### What this task involves
Below, copy out the lines exactly, starting with the line that contains "the window sill" and going on through the line that contains "[[506, 300]]", with both of those lines included.

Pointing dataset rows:
- - - - -

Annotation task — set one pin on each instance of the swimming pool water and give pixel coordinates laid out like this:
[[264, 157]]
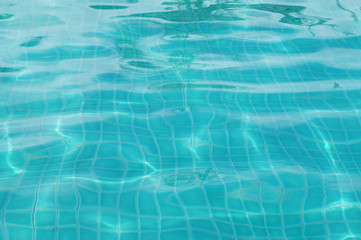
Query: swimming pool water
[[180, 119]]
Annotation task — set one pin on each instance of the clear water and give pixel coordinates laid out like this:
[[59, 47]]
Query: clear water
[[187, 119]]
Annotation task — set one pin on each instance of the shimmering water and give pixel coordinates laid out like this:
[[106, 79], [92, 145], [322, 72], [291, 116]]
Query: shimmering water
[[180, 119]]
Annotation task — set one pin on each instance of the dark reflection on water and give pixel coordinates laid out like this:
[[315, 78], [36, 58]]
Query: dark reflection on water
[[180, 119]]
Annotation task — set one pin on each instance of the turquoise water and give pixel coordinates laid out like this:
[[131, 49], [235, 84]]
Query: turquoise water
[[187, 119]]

- - - - -

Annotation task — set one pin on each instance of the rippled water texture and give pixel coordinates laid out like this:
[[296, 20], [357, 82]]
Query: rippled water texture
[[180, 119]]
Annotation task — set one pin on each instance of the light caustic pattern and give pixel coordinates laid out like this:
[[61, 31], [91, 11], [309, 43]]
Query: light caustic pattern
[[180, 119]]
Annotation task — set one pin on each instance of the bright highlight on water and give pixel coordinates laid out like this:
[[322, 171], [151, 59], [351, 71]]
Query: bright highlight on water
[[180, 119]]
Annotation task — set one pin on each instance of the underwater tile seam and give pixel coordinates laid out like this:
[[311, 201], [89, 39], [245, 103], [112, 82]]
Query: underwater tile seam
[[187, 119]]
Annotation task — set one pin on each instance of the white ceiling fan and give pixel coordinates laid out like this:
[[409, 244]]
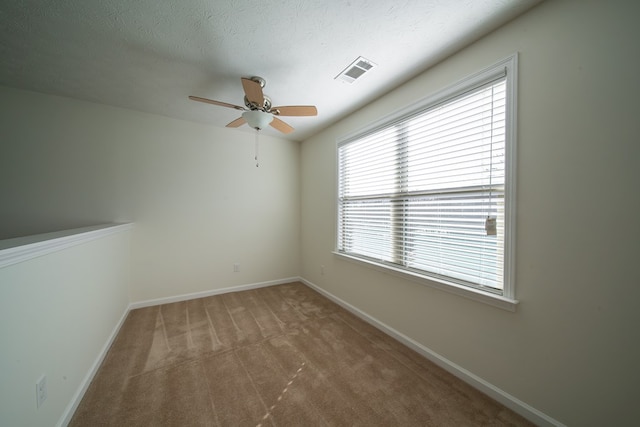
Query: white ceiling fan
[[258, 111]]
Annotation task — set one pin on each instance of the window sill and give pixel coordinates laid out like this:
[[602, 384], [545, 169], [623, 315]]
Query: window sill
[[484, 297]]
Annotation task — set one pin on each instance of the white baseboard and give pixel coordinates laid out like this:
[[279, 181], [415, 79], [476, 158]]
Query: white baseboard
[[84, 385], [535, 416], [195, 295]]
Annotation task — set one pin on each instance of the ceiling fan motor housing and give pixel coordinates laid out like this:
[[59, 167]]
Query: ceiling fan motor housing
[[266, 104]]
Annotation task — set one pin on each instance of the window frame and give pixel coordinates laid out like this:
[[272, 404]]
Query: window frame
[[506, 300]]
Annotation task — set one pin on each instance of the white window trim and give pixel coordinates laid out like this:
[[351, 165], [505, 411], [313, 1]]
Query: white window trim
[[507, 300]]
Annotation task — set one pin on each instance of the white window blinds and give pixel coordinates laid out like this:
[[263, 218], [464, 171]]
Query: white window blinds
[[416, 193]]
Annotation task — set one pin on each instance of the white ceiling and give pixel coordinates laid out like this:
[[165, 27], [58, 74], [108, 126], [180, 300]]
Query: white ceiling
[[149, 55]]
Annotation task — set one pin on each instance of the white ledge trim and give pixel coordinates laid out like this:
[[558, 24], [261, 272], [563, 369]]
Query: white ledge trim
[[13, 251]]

- - - - -

### Full answer
Annotation task — set one pin on each instance of the window sill and give pixel coordinates laid out like this:
[[602, 384], [545, 169], [623, 315]]
Query: window sill
[[484, 297]]
Annotation task — set one pin on each instance of the white baseboard and give pixel coordinates laid out like this:
[[279, 181], [415, 79], [476, 158]]
Query: white baseboard
[[84, 385], [535, 416], [195, 295]]
Annotation task — set one pin on each instance of the ceiling fan motor housing and give pixel coordinates laid out like this:
[[59, 167]]
Query: ceiling fan motor housing
[[266, 104]]
Annotation task — set one pin on each instance of the window frame and give pixel coordinates laid out like this:
[[272, 404]]
Query: window frame
[[506, 300]]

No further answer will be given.